List every line of the rows below that contains the string "negative". Treat uppercase and lowercase as different.
══════════════════════════════
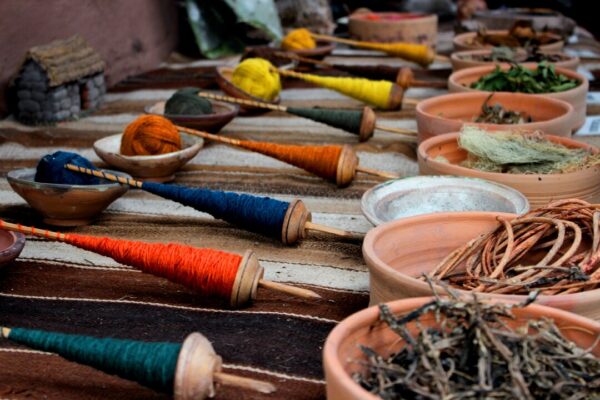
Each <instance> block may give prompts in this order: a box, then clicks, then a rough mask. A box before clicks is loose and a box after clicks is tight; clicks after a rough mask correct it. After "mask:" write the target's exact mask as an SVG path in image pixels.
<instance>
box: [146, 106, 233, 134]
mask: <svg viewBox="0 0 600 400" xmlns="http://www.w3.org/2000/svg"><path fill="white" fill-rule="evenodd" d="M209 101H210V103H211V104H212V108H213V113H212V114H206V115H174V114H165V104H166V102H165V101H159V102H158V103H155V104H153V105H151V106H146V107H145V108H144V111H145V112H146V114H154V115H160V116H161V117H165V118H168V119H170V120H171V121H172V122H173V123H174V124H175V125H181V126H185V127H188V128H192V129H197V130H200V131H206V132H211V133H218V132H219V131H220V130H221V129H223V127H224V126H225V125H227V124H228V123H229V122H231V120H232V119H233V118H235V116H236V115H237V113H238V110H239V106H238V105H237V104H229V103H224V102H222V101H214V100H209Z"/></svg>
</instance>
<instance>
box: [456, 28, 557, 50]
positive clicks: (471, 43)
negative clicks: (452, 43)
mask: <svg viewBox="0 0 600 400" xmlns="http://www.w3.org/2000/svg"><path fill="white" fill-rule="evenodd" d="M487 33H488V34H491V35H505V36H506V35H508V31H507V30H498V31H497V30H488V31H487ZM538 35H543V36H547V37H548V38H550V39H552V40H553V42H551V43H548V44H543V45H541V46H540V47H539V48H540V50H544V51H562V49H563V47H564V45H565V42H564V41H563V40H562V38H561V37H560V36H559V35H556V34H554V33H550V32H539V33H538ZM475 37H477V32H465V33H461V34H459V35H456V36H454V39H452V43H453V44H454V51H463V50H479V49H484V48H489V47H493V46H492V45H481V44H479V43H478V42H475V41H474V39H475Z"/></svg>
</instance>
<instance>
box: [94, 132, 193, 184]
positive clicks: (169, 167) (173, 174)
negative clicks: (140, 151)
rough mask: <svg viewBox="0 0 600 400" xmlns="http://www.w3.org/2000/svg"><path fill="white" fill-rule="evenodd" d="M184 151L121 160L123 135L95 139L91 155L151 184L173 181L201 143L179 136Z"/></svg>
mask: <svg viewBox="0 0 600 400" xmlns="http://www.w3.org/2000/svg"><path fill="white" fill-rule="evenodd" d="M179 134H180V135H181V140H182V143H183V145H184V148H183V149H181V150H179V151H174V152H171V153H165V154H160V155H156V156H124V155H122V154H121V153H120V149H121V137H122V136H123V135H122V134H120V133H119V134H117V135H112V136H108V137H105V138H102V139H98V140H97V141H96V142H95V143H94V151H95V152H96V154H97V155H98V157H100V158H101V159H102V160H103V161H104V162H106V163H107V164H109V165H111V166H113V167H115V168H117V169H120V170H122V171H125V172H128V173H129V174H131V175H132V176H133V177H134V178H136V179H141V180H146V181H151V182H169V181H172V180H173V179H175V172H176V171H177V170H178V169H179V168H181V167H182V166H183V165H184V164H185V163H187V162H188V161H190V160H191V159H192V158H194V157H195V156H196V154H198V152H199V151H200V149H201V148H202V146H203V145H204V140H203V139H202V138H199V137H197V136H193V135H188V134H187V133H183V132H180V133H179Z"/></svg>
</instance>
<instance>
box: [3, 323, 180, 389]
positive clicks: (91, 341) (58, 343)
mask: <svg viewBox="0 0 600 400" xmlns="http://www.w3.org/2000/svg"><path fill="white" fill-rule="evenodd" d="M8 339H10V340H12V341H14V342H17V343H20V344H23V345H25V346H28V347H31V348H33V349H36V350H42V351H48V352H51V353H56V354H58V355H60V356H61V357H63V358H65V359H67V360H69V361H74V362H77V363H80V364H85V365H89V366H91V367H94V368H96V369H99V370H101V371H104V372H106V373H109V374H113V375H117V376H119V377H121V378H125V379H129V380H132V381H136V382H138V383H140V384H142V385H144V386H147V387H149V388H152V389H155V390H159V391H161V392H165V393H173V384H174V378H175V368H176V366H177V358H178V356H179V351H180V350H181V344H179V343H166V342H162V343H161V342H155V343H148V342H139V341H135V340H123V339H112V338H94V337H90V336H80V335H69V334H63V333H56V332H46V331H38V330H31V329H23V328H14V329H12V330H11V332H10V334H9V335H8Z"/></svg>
══════════════════════════════
_Solution for this problem_:
negative clicks: (452, 43)
negative clicks: (140, 151)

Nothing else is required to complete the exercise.